• [Цитируемый отрывок]

=-=-=-=-=

Командование спятило
И драпало уже. 
Мы из консервной банки
По кругу пили виски,
Уничтожали бланки,
Приказы. Карты, списки,
И, отдаленный слыша бой,
Я – жалкий раб господен –
Впервые был самим собой,
Впервые был свободен!
(Отступление в Арденнах)
    Не от этих ли отцовских строк прямая дорога к заповедной идее сына, мечтавшего об «одиночестве и свободе»?
    Отец дал мальчику и первые уроки нравственности: «победители должны быть великодушны» – это о еде, которую он передавал через маленького Лешу пленным немцам; «потому что мы гордые»–  случай, когда Лешу с отцом не пустили в главный зал Писательской столовой, предложив пройти в другой. Отец туда не пошел и объяснил сыну почему, причем сентенция приобрела «заповедную силу». В воспоминаниях, с вызывающей иронией по отношению к себе, Лосев напишет: «Если я не окончательный негодяй, то это потому, что папа таких случаев не упустил».

=-=-=-=-=

• [Показанный материал]
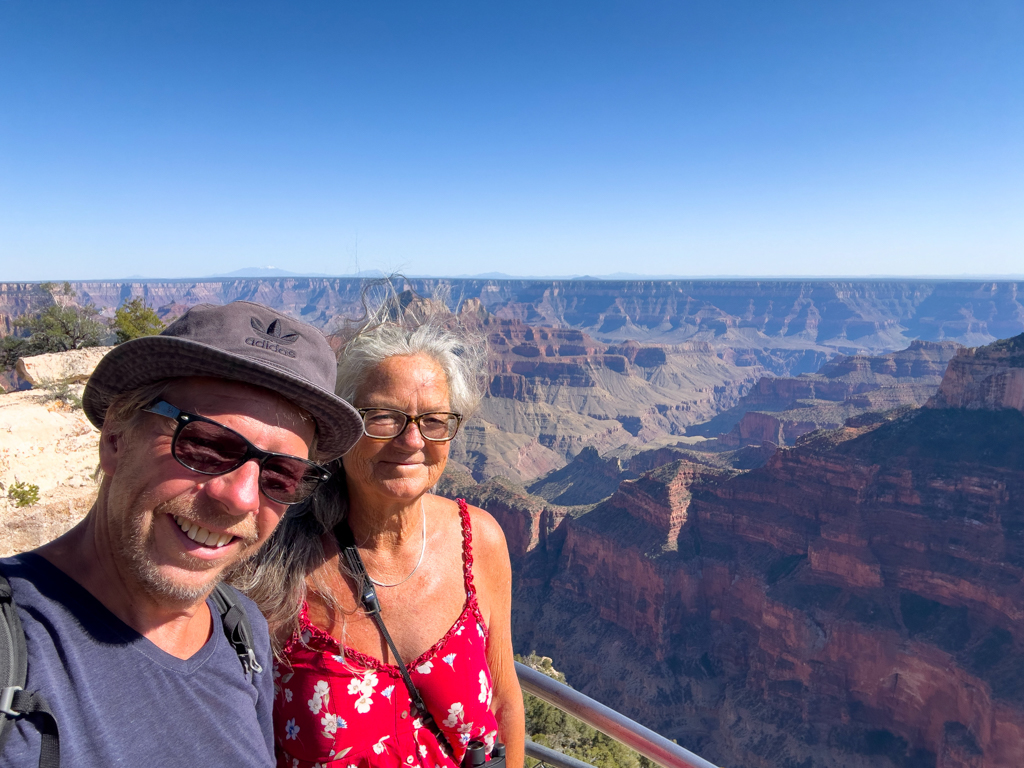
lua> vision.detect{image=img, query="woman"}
[243,290,524,768]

=-=-=-=-=

• [Упражнение 1] Изложите цитируемый отрывок в двух предложениях.
• [Упражнение 2] Продолжите, пожалуйста, цитируемый отрывок об отце Лосева, начав сразу после его последнего предложения.

• [Ответ к заданию 1] В отрывке приведены отцовские стихи об отступлении в Арденнах, где говорящий впервые почувствовал себя самим собой и свободным, и задан вопрос, не от этих ли строк ведет прямая дорога к идее сына об «одиночестве и свободе». Отец дал Леше и первые уроки нравственности: о великодушии победителей и о гордости, а Лосев позже с иронией к себе написал, что не стал окончательным негодяем потому, что папа таких случаев не упустил.

• [Ответ к заданию 2]
    В ранней юности, когда Леше было 20, он с друзьями зимой, в жуткий мороз, поехал в Москву, чтобы увидеть Пастернака. О встрече не договаривались, и она бы не состоялась, если бы Борис Леонидович не выскочил за ними, прогнанными, в одной рубашке, и не вернул в дом, замерзших, еле живых от холода и смущения. Студент Лифшиц попытался тогда же зафиксировать в дневнике то, что 30 января 1956 года говорил им, питерским студиозусам, московско-переделкинский гений; получилось обрывочно, скудно. Гораздо лучше вышло в стихах, написанных много лет спустя: 

...голос гудел и грозил распаять
клапаны смысла и связи расплавить;
что там моя полудетская память!
где там запомнить! как там понять! 

Все, что я помню, – день ледяной,
голос, звучащий на грани рыданий,
рой оправданий, преданий, страданий,
день, меня смявший и сделавший мной.
 (У Пастернака)
    Кто-нибудь удивится: как же так? День у Пастернака сделал Лосева самим собой, но ведь до его собственных стихов оставалось ни больше ни меньше – почти двадцать лет! В предисловии к последней книге Лосев говорит: «Мне было уже под сорок, когда я начал писать стихи и писать о литературе». И сам объясняет почему: «И то, и другое было связано с крутой переменой судьбы: отъездом из России, началом новой жизни в Америке».
    Мне представляется, что можно слегка дополнить это признание.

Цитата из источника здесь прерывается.